═══ Given entries ═══

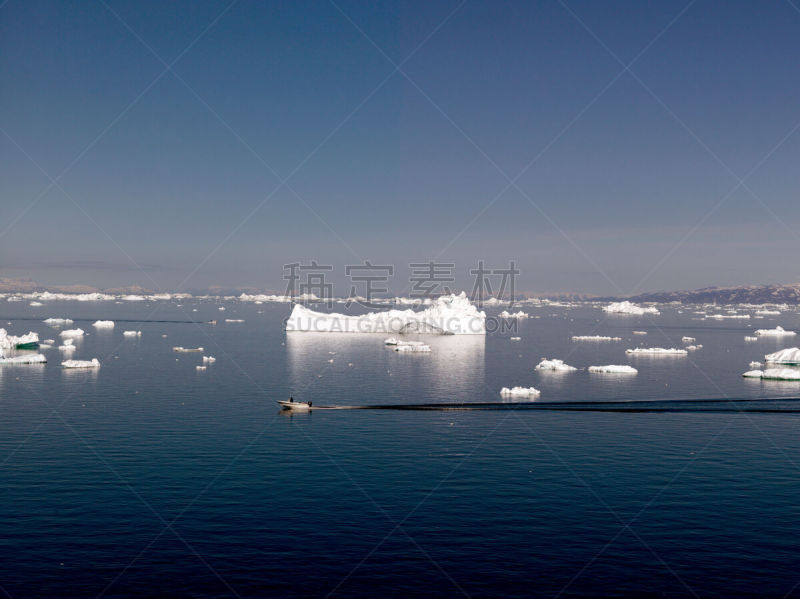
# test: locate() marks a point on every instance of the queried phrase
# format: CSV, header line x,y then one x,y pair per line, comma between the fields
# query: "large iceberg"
x,y
776,332
554,364
627,307
448,315
789,356
520,392
774,374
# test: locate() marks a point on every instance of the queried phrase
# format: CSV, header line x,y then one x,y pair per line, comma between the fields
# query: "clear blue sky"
x,y
179,171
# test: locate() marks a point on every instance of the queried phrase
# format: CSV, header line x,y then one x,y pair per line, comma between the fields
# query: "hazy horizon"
x,y
200,144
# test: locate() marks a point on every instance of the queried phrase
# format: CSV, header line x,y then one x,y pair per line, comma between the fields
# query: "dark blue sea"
x,y
149,478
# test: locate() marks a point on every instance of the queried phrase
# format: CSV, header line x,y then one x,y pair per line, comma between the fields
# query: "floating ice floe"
x,y
789,356
71,333
613,369
513,315
656,351
520,392
57,321
554,364
29,359
627,307
774,374
29,340
68,346
776,332
412,347
93,363
447,315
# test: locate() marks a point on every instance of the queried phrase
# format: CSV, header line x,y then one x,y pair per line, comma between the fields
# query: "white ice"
x,y
790,355
776,332
448,315
520,392
554,364
613,369
627,307
657,351
93,363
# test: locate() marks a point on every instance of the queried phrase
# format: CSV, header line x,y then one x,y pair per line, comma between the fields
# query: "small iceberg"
x,y
520,392
71,333
656,351
613,369
93,363
776,332
789,356
412,346
513,315
774,374
627,307
554,365
56,322
30,359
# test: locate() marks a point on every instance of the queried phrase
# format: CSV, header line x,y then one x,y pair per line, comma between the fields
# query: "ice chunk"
x,y
513,315
790,356
71,333
57,321
554,364
520,392
93,363
657,351
776,332
774,374
627,307
613,369
412,347
29,359
447,315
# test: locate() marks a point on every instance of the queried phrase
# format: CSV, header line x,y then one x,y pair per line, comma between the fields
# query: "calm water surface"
x,y
150,478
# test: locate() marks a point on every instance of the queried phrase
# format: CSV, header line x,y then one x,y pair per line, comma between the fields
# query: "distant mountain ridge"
x,y
745,294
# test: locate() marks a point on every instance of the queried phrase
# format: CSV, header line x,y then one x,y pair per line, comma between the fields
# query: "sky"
x,y
603,147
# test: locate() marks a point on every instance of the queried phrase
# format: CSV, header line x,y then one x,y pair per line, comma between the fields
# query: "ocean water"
x,y
149,478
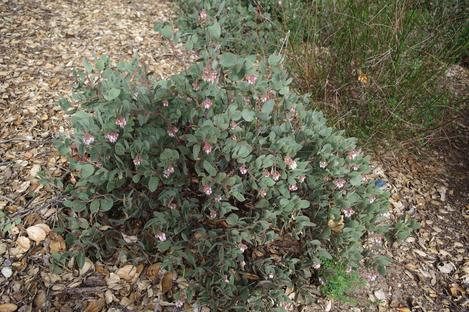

═══

Prompt = Give back each entry verbatim but drop its pictures.

Result of this task =
# test: locate() marks a point on every instance of the queried phrase
# format: CSV, header line x,y then one x,y pair per line, comma between the fields
# query: "large iceberg"
x,y
776,332
554,364
627,307
448,315
789,356
520,392
774,374
# test: locate() marks a point on every instance of the queried phrase
# format: CSV, header line x,y then one x,y pair per line, comma between the fields
# query: "clear blue sky"
x,y
179,171
# test: locate() marks a point on every instance of the queried phrase
# format: CSV, header line x,y then one x,y pair per line, comma between the fields
# query: "hazy horizon"
x,y
200,144
# test: locate() marks a point on every instance of the queried phrase
# format: CSV, header line x,y then one x,y pair per line, comma between the fields
# query: "dark blue sea"
x,y
149,478
# test: locate() marks a point on every instance of the queried phrase
# format: CSV, header line x,y then one x,y pair per line, comma between the fields
# query: "floating ice floe"
x,y
789,356
71,333
613,369
513,315
656,351
520,392
57,321
554,364
29,359
627,307
774,374
29,340
68,346
776,332
412,347
93,363
447,315
# test: locate() marks a point on every instance of the queried phrase
# format: CSV, header line x,y then one x,y pair per line, comma between the fields
# query: "white ice"
x,y
790,355
776,332
448,315
520,392
554,364
613,369
627,307
657,351
93,363
# test: locate() marks a point on every instance of the queried phrase
# format: CSV, header line x,y then one x,y pair per line, comma between the fields
# query: "small iceberg"
x,y
520,392
71,333
656,351
613,369
93,363
776,332
789,356
412,346
513,315
774,374
627,307
554,365
56,322
30,359
# test: locate() marks a point on every instance of the queried phrase
# format: CSV, header line x,y then one x,y pair per line, comma between the fields
# query: "ice chunk"
x,y
513,315
790,356
71,333
57,321
554,364
520,392
93,363
657,351
776,332
774,374
627,307
613,369
412,347
29,359
447,315
# test: locate() marks a point on every instance of the queried phrase
# format: CSV, header line x,y then one x,y pair per line, comma between the fields
# query: "calm water surface"
x,y
150,478
# test: locate() marks a point on every instance of the queried phrase
# format: CSV, header line x,y then one x,y pair per line, comma between the fields
# query: "distant mountain ridge"
x,y
745,294
# test: locate() marks a point on every instance of the queried phrase
# format: CSV, header line x,y then one x,y pair per line, comma between the fields
# query: "sky"
x,y
603,147
# test: locate() marks a point on every instance of the queried phrase
# format: CSV, header line x,y then one x,y pair per line, comma between the fields
# query: "ocean water"
x,y
149,478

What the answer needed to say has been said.